STORED DATA ::
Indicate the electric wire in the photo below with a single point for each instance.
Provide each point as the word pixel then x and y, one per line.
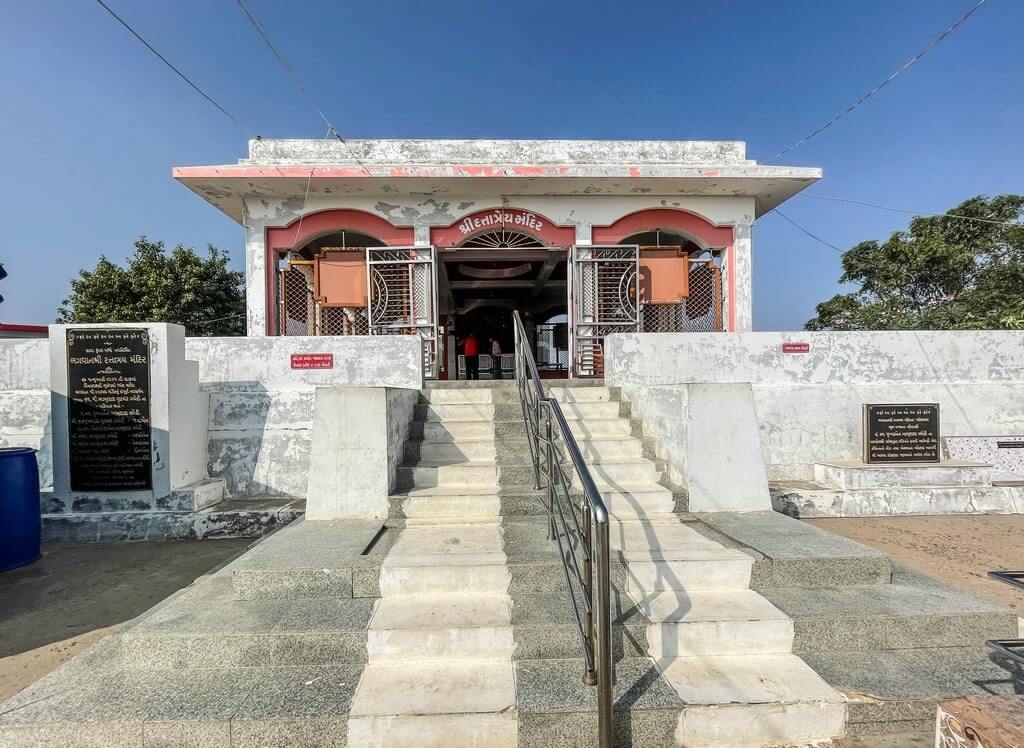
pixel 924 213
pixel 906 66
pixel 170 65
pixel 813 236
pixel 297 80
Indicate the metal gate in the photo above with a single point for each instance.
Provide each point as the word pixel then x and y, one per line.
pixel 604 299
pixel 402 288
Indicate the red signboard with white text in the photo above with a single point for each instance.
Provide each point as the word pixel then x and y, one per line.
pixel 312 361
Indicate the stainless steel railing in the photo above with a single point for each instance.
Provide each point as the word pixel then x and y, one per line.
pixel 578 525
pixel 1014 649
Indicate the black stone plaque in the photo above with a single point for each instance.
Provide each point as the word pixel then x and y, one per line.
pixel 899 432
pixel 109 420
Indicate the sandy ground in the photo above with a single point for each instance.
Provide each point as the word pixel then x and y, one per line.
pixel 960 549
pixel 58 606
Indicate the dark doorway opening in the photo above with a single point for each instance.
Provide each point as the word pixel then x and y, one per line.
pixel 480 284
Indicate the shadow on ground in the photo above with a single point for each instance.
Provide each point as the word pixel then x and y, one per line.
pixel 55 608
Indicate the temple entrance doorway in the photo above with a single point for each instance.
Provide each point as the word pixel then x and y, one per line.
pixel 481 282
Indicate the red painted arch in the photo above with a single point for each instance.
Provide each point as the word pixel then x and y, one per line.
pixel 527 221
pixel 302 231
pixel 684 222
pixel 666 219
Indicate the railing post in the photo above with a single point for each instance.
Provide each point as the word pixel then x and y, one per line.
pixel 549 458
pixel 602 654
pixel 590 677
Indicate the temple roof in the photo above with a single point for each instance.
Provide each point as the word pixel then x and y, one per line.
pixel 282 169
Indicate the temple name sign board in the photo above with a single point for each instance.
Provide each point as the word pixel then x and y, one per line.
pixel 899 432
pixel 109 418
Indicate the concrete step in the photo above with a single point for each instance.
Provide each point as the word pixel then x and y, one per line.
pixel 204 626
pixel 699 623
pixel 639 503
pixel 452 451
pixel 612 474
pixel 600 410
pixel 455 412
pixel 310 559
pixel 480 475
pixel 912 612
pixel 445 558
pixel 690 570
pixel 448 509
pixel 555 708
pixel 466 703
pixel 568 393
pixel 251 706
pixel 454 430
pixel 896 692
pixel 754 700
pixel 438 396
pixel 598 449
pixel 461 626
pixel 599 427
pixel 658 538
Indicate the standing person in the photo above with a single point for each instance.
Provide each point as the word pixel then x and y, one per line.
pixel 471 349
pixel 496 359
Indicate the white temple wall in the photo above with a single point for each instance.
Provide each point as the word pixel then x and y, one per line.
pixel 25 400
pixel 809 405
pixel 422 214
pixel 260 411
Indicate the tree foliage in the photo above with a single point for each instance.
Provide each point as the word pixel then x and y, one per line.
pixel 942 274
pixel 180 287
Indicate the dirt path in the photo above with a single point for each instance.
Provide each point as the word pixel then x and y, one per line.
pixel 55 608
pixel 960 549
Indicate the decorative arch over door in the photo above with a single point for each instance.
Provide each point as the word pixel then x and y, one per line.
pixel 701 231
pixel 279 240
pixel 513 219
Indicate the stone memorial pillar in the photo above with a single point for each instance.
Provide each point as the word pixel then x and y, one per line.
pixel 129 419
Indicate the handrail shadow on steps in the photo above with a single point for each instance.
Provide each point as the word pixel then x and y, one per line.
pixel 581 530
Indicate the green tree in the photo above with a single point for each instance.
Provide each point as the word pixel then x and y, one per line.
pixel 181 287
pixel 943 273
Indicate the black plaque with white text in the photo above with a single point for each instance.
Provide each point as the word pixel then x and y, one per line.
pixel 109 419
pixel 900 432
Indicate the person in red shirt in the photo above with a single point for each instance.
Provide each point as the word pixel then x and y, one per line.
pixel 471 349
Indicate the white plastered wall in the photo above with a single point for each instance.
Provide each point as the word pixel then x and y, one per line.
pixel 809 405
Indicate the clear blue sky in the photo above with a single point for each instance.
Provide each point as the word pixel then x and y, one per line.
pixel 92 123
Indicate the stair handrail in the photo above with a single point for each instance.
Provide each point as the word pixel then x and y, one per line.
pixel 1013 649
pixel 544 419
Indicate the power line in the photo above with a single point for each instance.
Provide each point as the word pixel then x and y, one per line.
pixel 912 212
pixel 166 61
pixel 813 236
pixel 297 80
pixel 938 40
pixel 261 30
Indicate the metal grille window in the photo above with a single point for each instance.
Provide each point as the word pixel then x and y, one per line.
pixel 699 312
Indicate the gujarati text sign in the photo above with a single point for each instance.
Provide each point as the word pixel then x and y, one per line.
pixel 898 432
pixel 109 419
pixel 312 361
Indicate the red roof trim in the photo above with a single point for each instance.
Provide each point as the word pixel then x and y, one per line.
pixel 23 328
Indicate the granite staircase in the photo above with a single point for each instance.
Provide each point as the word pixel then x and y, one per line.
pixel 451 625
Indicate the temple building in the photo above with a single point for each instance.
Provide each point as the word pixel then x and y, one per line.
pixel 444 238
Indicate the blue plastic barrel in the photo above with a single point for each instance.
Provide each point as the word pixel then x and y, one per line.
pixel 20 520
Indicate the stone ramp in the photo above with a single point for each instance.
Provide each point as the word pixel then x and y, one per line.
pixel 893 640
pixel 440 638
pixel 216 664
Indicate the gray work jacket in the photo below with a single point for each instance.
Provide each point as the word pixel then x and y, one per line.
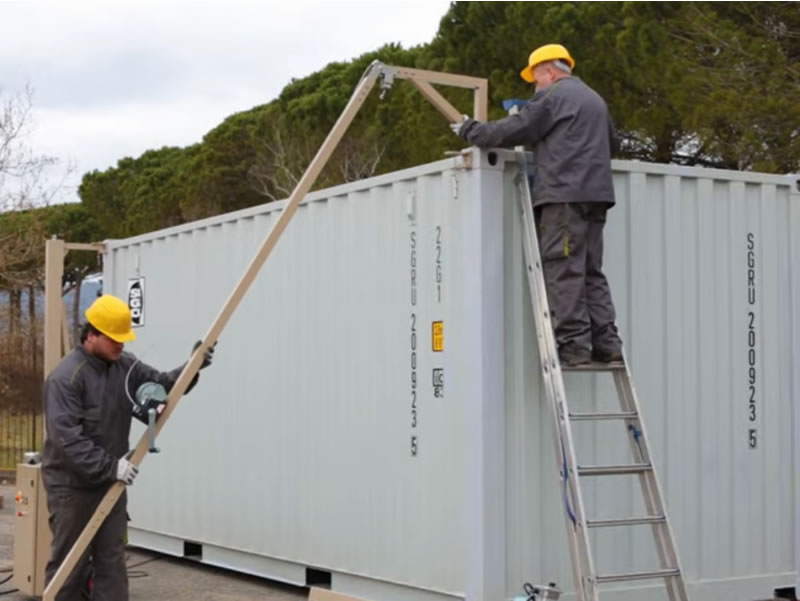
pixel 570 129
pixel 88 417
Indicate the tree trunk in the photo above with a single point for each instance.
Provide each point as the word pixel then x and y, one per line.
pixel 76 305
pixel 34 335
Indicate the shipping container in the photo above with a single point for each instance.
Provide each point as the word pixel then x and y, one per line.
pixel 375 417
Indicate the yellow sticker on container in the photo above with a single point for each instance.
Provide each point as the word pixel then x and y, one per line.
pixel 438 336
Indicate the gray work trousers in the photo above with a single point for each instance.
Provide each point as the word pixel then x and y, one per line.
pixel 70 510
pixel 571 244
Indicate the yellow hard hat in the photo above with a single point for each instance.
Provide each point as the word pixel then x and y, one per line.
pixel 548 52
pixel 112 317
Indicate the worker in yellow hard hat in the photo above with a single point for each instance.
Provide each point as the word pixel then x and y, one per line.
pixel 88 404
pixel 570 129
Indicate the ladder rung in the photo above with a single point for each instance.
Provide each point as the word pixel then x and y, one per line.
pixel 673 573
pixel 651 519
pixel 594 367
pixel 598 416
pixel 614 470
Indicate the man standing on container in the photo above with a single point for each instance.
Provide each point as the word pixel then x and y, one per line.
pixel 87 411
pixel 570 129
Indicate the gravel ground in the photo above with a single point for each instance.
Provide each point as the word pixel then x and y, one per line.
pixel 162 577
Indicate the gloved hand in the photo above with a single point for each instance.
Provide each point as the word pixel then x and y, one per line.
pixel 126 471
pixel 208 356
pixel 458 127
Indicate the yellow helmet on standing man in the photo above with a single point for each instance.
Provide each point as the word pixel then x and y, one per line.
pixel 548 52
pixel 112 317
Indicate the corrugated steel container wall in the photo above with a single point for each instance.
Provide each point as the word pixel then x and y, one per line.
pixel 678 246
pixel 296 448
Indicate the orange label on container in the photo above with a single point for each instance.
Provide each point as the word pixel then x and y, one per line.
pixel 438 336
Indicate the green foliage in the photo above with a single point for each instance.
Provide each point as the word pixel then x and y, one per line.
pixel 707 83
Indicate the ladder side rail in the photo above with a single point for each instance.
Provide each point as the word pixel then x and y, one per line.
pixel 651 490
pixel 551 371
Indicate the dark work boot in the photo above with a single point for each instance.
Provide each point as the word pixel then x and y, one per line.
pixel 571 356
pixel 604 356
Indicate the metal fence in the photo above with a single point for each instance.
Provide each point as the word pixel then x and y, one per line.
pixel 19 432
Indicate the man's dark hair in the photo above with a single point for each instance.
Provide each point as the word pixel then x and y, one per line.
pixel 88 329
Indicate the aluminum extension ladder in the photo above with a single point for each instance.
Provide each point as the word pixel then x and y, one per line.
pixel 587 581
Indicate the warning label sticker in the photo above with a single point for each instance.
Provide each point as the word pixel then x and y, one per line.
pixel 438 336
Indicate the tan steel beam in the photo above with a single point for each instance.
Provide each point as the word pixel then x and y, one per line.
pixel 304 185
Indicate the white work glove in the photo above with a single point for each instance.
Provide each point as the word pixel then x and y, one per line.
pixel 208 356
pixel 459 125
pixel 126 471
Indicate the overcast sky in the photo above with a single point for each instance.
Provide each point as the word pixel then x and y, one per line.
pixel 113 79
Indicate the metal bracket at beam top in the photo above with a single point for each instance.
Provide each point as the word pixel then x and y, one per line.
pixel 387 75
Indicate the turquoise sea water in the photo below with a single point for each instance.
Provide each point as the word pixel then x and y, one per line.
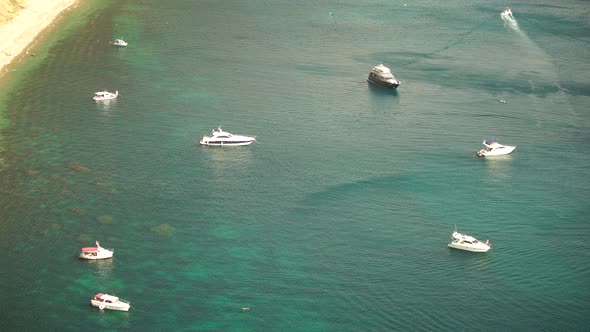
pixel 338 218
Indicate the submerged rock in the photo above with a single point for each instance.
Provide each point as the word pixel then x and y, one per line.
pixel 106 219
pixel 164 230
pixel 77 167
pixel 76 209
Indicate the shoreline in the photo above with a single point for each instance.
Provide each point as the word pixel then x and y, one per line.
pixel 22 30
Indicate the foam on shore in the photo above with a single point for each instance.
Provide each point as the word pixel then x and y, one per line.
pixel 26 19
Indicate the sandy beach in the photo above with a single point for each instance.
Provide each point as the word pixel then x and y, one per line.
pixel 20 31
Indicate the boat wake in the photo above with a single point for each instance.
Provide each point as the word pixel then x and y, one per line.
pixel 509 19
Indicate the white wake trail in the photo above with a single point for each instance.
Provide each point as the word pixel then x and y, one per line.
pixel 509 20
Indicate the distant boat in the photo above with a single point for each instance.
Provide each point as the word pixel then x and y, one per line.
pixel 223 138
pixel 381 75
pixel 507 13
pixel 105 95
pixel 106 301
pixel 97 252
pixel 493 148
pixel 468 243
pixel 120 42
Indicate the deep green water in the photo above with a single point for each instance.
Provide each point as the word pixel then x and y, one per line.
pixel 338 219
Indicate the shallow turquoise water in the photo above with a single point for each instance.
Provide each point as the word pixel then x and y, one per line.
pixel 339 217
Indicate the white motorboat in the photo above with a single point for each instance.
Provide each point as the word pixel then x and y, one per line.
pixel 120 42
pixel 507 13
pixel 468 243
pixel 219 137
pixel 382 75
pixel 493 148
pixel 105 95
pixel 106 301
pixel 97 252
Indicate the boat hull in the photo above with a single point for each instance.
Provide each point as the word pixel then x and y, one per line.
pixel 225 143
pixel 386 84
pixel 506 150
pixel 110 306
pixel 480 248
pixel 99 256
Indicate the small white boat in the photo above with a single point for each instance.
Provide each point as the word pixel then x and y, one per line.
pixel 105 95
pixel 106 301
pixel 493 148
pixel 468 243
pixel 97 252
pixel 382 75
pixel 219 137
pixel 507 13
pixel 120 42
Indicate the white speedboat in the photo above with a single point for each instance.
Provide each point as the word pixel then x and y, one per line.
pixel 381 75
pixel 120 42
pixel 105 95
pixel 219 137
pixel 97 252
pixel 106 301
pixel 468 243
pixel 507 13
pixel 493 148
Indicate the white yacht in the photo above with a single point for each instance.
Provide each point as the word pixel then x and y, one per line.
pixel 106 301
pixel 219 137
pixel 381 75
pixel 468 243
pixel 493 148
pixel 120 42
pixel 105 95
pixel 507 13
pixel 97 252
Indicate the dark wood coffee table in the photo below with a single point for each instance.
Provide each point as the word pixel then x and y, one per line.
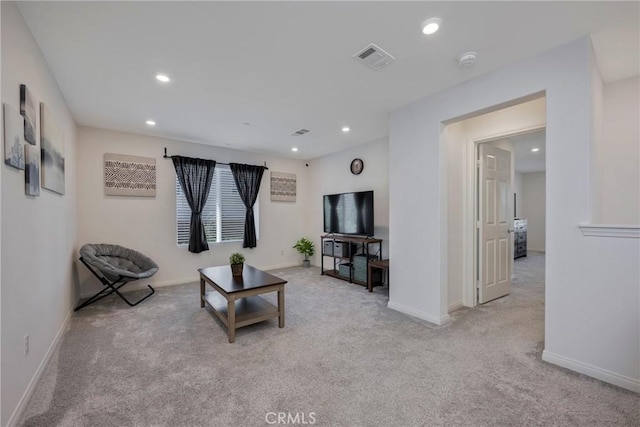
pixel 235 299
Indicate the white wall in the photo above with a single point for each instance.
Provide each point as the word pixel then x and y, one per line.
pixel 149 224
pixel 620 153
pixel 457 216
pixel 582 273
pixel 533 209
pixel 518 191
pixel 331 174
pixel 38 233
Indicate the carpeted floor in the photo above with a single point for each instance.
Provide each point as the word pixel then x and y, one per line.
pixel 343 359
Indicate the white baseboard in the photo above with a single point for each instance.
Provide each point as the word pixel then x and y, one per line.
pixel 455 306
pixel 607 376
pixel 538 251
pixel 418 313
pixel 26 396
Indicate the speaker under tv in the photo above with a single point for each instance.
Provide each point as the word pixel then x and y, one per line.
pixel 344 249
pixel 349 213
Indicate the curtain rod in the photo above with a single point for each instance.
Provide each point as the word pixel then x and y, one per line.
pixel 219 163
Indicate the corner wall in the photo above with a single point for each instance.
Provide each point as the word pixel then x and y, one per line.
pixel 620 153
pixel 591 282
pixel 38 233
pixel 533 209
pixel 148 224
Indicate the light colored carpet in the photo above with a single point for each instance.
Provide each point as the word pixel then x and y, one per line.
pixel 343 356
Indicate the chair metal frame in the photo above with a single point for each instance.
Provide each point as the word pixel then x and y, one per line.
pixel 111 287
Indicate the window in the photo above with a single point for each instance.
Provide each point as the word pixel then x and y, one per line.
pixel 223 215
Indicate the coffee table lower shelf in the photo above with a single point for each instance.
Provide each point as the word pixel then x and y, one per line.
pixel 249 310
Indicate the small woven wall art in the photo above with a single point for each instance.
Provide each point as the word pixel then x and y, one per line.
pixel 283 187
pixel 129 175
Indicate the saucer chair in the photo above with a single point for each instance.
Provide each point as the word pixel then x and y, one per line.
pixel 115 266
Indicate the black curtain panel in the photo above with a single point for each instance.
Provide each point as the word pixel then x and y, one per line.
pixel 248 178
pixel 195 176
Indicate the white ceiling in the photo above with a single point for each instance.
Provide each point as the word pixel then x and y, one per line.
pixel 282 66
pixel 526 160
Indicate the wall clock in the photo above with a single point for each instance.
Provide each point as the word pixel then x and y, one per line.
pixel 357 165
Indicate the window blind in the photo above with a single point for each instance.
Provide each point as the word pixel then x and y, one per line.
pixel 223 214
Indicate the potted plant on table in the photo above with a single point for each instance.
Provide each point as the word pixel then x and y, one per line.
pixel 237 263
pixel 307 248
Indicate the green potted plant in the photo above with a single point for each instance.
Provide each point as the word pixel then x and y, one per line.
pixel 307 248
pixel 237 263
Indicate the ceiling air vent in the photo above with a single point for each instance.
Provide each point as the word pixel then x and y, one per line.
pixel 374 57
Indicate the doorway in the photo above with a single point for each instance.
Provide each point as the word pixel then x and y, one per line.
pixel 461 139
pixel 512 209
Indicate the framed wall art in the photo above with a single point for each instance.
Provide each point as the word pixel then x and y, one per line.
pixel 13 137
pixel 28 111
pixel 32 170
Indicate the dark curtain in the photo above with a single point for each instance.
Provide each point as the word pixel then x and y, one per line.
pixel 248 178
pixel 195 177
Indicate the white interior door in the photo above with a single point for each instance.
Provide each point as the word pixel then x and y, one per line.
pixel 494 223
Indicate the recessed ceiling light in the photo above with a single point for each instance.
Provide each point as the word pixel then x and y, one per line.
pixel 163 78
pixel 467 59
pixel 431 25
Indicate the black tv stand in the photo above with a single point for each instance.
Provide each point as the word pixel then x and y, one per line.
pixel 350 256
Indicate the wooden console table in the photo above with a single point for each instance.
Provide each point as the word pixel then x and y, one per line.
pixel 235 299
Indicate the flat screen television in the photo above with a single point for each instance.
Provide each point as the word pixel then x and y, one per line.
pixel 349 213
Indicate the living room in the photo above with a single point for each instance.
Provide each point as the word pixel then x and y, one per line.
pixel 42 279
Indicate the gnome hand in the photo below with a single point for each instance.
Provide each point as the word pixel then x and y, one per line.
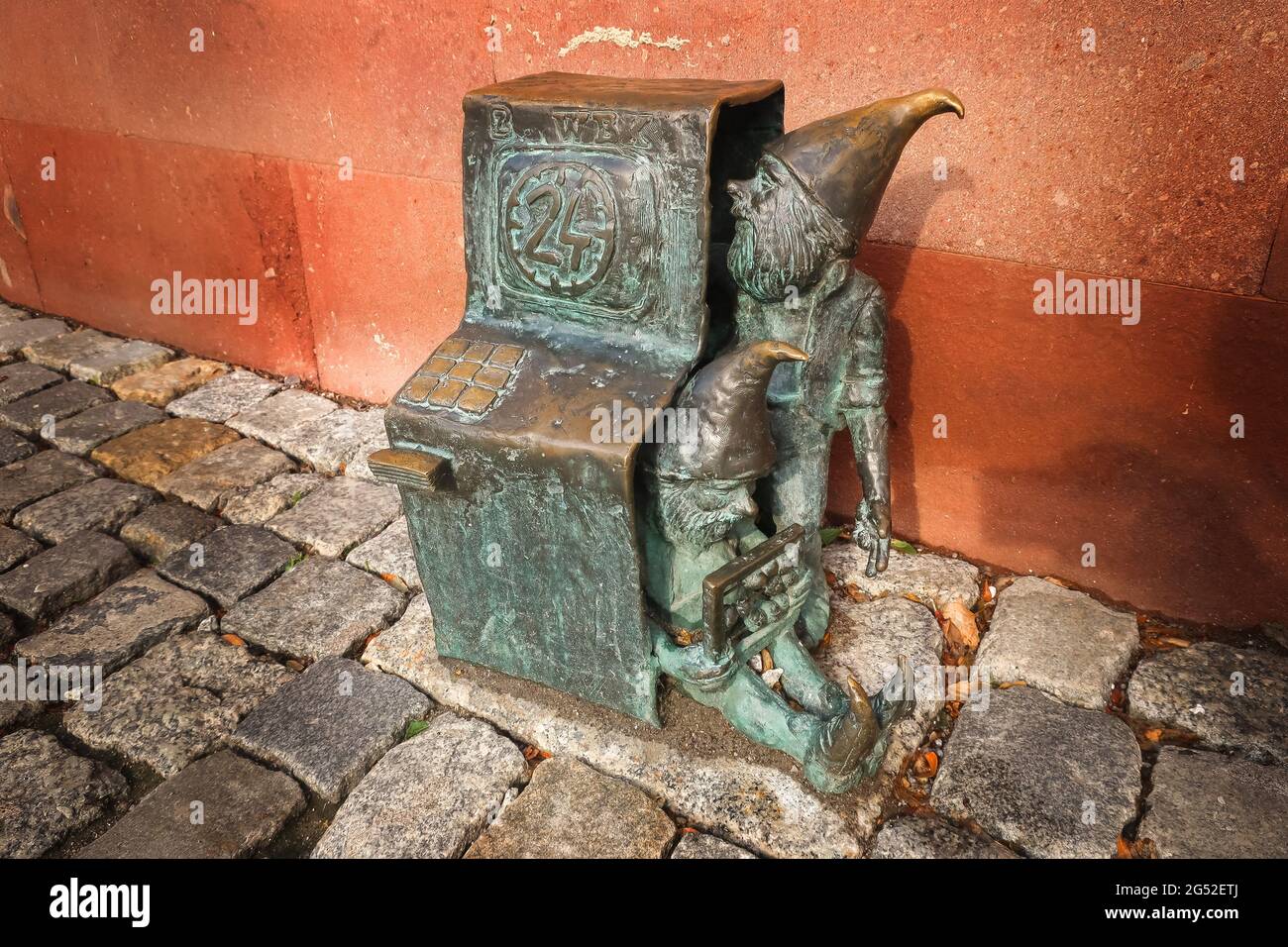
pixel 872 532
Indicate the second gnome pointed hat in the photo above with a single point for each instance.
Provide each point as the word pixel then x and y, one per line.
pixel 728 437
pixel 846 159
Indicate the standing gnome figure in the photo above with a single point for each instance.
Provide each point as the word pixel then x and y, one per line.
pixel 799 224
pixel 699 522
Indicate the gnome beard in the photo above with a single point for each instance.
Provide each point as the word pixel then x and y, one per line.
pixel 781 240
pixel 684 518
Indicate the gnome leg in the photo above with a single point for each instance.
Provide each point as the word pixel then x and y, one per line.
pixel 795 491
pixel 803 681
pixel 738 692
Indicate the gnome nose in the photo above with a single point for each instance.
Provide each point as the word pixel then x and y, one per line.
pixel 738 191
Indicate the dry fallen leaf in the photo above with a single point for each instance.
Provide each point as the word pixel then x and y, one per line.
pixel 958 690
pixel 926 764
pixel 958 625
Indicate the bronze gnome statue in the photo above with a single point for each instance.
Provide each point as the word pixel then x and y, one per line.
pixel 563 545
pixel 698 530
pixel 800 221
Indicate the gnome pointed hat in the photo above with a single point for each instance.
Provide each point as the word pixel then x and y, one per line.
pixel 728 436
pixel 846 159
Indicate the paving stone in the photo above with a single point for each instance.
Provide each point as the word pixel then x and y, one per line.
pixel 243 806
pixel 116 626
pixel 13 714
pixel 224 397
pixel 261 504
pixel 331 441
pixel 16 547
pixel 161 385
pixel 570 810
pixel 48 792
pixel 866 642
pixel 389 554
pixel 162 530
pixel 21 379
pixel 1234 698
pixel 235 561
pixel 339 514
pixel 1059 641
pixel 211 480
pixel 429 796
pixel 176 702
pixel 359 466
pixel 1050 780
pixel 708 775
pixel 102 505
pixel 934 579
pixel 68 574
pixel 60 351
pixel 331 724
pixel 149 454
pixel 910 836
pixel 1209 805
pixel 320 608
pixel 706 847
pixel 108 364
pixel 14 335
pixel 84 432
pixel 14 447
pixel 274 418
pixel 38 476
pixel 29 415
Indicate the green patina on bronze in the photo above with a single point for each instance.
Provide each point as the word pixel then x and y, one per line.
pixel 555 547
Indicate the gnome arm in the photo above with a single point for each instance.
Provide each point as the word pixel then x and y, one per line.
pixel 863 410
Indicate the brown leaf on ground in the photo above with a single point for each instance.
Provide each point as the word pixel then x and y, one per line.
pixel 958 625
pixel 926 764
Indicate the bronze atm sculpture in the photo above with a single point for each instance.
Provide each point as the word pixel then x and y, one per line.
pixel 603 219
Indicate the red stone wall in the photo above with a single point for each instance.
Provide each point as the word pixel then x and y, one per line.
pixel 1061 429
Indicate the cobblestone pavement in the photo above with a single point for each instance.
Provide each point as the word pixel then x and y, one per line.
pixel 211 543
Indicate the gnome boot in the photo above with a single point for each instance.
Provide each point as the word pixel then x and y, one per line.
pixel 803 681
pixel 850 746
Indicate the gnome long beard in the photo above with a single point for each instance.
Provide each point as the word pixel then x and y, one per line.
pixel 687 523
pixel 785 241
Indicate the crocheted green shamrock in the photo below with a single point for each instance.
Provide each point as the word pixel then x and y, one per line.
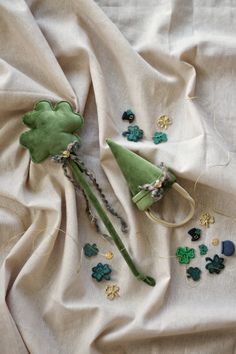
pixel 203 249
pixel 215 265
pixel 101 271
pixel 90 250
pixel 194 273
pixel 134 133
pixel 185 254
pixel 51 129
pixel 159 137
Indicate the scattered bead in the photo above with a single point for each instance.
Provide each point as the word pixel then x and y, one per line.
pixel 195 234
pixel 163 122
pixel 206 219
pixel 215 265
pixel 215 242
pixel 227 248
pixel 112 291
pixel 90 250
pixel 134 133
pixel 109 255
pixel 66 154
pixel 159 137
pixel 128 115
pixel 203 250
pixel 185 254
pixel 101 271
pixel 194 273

TASK INSTRUCTIONS :: Reproduce verbatim only the segment of the listing bounded by the line containing "Indicate the decorative" and the line containing "Indicate the stone memorial", with both boundary lines included.

REPLY TO THE TASK ::
Indicate the decorative arch over door in the photo above with a single point for each instance.
Provide each point as the word pixel then x and y, one per line.
pixel 701 231
pixel 279 240
pixel 513 219
Indicate the stone memorial pillar in the photo above with a single point for each instance.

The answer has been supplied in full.